▶ WHAT THE TASK REQUIRES: Each line below is to be written out in full, exactly as shown.

*** INFORMATION GIVEN ***

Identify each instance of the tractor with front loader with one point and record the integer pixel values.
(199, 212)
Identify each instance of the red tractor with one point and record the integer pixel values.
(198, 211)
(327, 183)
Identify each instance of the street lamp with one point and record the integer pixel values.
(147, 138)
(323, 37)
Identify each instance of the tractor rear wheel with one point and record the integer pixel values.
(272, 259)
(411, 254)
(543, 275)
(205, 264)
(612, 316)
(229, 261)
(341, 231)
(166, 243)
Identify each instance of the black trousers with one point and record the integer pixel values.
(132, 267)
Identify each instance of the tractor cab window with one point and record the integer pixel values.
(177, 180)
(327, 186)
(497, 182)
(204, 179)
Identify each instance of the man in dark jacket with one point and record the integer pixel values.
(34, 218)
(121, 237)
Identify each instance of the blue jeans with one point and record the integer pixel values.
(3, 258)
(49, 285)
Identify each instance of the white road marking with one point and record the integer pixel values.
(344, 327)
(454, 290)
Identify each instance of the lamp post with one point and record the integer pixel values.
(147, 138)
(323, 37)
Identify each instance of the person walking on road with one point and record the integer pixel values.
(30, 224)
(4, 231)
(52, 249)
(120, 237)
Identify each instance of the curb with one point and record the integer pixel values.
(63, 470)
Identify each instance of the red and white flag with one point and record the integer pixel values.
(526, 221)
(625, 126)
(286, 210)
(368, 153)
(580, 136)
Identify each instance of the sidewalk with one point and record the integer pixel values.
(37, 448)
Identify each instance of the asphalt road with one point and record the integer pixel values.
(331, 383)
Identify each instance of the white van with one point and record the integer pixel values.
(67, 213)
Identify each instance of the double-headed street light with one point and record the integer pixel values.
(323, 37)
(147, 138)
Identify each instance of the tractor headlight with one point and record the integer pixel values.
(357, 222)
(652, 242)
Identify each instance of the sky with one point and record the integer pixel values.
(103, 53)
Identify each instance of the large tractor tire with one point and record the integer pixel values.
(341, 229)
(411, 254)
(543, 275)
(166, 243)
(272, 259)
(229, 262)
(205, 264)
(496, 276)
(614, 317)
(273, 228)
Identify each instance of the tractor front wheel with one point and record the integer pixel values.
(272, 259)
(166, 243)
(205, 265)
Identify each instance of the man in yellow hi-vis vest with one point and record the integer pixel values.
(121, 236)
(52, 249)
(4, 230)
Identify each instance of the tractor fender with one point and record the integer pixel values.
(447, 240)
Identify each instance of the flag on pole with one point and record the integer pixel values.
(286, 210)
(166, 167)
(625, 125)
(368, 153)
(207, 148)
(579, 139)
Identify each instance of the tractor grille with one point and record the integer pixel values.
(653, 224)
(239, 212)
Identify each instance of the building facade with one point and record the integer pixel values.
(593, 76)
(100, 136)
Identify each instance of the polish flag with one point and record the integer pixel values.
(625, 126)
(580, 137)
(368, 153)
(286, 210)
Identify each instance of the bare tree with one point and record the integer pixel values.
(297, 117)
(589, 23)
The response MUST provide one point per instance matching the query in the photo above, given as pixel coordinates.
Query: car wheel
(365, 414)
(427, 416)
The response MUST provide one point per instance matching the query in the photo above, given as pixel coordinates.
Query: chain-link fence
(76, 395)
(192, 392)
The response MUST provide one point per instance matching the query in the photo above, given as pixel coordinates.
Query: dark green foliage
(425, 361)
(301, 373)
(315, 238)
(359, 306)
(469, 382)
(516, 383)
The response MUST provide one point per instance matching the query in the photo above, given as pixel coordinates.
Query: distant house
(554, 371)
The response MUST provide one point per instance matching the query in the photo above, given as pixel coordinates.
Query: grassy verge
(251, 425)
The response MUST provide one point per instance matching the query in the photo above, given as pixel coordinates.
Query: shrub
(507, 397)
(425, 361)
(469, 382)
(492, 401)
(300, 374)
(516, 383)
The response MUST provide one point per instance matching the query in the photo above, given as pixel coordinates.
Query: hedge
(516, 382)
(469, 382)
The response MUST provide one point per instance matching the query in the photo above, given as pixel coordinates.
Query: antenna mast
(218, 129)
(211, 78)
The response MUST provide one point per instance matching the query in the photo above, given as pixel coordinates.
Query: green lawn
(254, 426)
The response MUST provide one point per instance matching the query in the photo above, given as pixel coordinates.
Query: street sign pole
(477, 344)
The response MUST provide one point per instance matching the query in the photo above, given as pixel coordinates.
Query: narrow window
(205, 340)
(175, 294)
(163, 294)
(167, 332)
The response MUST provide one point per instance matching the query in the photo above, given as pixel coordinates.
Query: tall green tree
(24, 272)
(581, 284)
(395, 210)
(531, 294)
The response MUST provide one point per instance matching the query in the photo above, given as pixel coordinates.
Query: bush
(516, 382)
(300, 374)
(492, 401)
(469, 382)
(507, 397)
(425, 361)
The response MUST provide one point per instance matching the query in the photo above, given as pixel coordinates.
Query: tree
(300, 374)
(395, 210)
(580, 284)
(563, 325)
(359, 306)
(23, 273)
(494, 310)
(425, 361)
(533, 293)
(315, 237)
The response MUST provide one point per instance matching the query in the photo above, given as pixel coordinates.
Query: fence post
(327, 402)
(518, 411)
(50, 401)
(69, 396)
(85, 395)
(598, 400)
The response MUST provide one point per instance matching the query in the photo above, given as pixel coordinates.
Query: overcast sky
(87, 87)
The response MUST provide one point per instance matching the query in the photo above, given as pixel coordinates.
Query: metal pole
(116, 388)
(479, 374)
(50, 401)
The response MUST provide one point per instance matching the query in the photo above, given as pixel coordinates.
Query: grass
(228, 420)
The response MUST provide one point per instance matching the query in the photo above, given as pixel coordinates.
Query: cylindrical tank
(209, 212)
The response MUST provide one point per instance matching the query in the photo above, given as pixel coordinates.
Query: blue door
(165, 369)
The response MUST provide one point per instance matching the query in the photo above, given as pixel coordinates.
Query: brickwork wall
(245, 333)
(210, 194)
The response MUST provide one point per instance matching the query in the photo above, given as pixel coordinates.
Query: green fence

*** End of INFORMATION GIVEN ***

▶ WRITTEN RESPONSE:
Identify each instance of the tractor with front loader with one point and record the integer pixel values.
(199, 212)
Identify each instance of the red tractor with one point and record the integer pixel values.
(198, 211)
(327, 183)
Identify each instance of the street lamp with one point and record the integer pixel values.
(147, 138)
(323, 37)
Identify each instance of the tractor rear wheel with one point and record the integer pixel values.
(272, 259)
(411, 254)
(543, 275)
(205, 264)
(612, 316)
(229, 261)
(341, 231)
(166, 243)
Identify each instance of the black trousers with one point and record the integer pixel values.
(132, 267)
Identify each instance of the tractor cab window with one point and record the integer pixel values.
(177, 180)
(327, 186)
(497, 182)
(204, 179)
Identify each instance of the man in dark jacket with one point and record the integer pixel values.
(34, 218)
(121, 237)
Identify each instance of the blue jeans with one point and record the integer pixel values.
(3, 258)
(49, 285)
Identify each instance of the white road marking with one point and record the integer pixel values.
(344, 327)
(454, 290)
Identify each instance of the lamp post with one point and record the integer pixel values.
(147, 138)
(323, 37)
Identify each instance of the person walking on road with one point and record the integer pixel values.
(30, 224)
(4, 231)
(52, 249)
(120, 237)
Identify each instance of the curb with one point and record the integer pixel values.
(63, 470)
Identify each instance of the red and white flag with one point and record the integer pixel values.
(526, 221)
(625, 126)
(286, 210)
(368, 153)
(580, 136)
Identify each instance of the sidewalk with one point and record the integer pixel values.
(37, 448)
Identify each instance of the asphalt road with one point and record the integer pixel values.
(331, 383)
Identify each instance of the white van with one point and record the integer pixel values.
(67, 213)
Identify each instance of the double-headed street light with one point and record the integer pixel values.
(323, 37)
(147, 138)
Identify each instance of the tractor headlight with one point and record the integer pixel values.
(357, 222)
(652, 242)
Identify each instance of the sky with one point and record the integer pixel values.
(103, 53)
Identify each instance of the large tractor tire with one point and record the integer pixel values.
(341, 229)
(411, 254)
(543, 275)
(166, 243)
(272, 259)
(229, 262)
(205, 264)
(496, 276)
(614, 317)
(273, 228)
Identify each instance of the tractor front wheel with one point and record the integer pixel values.
(272, 259)
(166, 243)
(205, 265)
Identify each instance of the man in yellow hi-vis vest with one point and record the integer pixel values.
(121, 236)
(52, 249)
(4, 230)
Identify each instance of the tractor fender with one point and record the integer pixel values.
(447, 240)
Identify each instance of the flag on pole with one point and record the integer pixel values.
(286, 210)
(166, 167)
(625, 125)
(368, 153)
(207, 148)
(579, 139)
Identify each instance of the tractor grille with one point and record the integer pixel values.
(653, 224)
(239, 212)
Identify each instance of the building facade with one point and record the integer pixel values.
(593, 76)
(100, 136)
Identify each instance of the polish flag with one point and record the integer pixel values.
(625, 126)
(580, 137)
(368, 153)
(286, 210)
Identify each instance of the bare tree with one point and record the integer pixel values.
(297, 117)
(589, 23)
The response MUST provide one point per instance matching the query in the photo above, given as pixel coordinates.
Query: car wheel
(365, 414)
(427, 416)
The response MUST provide one point per instance matching the query in the photo above, given as pixel coordinates.
Query: chain-link fence
(76, 395)
(192, 392)
The response MUST provide one point per instance matching the query in the photo above, given as pixel coordinates.
Query: dark green foliage
(425, 361)
(301, 373)
(315, 238)
(359, 306)
(469, 382)
(516, 383)
The response MUST provide one point per instance matching the query in the photo above, given as pixel coordinates.
Query: distant house
(554, 371)
The response MUST provide one point per instance matching the query in the photo above, given as pixel coordinates.
Query: grassy verge
(251, 425)
The response MUST provide one point per instance matching the query in the photo above, given as pixel coordinates.
Query: shrub
(507, 397)
(425, 361)
(469, 382)
(492, 401)
(300, 374)
(516, 383)
The response MUST provide one point per instance matching the query in the photo above, given as pixel coordinates.
Query: hedge
(516, 382)
(469, 382)
The response MUST provide one point per instance matching the query in the photo above, given as pixel coordinates.
Query: antenna mast
(218, 129)
(211, 78)
The response MUST provide one point per instance matching the query in the photo above, given as pixel coordinates.
Query: green lawn
(254, 426)
The response MUST provide one point per instance matching the query in the photo above, given as pixel coordinates.
Query: street sign pole
(477, 344)
The response MUST provide one point per instance matching the query in the photo above, given as pixel coordinates.
Query: narrow window
(205, 340)
(175, 294)
(163, 294)
(167, 332)
The response MUST provide one point per instance matching the query in the photo above, given as pixel coordinates.
Query: tall green tree
(24, 272)
(581, 284)
(395, 210)
(531, 294)
The response MUST provide one point per instance matching the query in the photo above, given as pixel coordinates.
Query: bush
(516, 382)
(300, 374)
(492, 401)
(469, 382)
(507, 397)
(425, 361)
The response MUST provide one point per instance matching the query in the photo above, given as pixel coordinates.
Query: tree
(300, 374)
(395, 210)
(580, 284)
(563, 325)
(359, 306)
(23, 273)
(494, 310)
(425, 361)
(533, 293)
(315, 237)
The response MUST provide one point per instance matching the query in the photo above, given as pixel coordinates.
Query: fence post
(327, 402)
(518, 411)
(50, 401)
(69, 396)
(85, 395)
(598, 400)
The response MUST provide one point per instance matching the query in the photo above, given as pixel coordinates.
Query: overcast sky
(87, 87)
The response MUST provide one point per instance matching the query in the photo above, given as pixel coordinates.
Query: metal pole
(116, 388)
(479, 374)
(50, 401)
The response MUST provide one point per instance matching the query in the photo above, given as pixel coordinates.
Query: grass
(228, 420)
The response MUST provide one point per instance matching the query in the photo above, given as pixel coordinates.
Query: cylindrical tank
(209, 212)
The response MUST provide one point per instance matching the query in the photo above, given as pixel coordinates.
Query: blue door
(165, 369)
The response MUST provide one point per instance matching the query in the photo above, given as pixel coordinates.
Query: brickwork wall
(245, 333)
(210, 194)
The response MUST provide one point per instance matching the query in the photo above, given as pixel coordinates.
Query: green fence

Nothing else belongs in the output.